-- START Records to process --

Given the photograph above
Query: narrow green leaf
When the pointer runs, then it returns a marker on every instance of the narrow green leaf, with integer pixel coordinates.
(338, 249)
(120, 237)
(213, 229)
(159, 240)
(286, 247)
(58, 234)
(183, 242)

-- END Records to process --

■ Instructions to follow
Rewrite every line of the data above, leaving everything unchanged except the answer coordinates. Scale each coordinate by 0.3 and round it to a whole number, with halves rounding up.

■ Right answer
Given the photograph above
Query: narrow green leaf
When the pointer runs, then it returns a marker on every instance of the narrow green leaf, with integer pixel coordinates.
(101, 75)
(36, 71)
(64, 69)
(48, 72)
(86, 74)
(17, 70)
(55, 73)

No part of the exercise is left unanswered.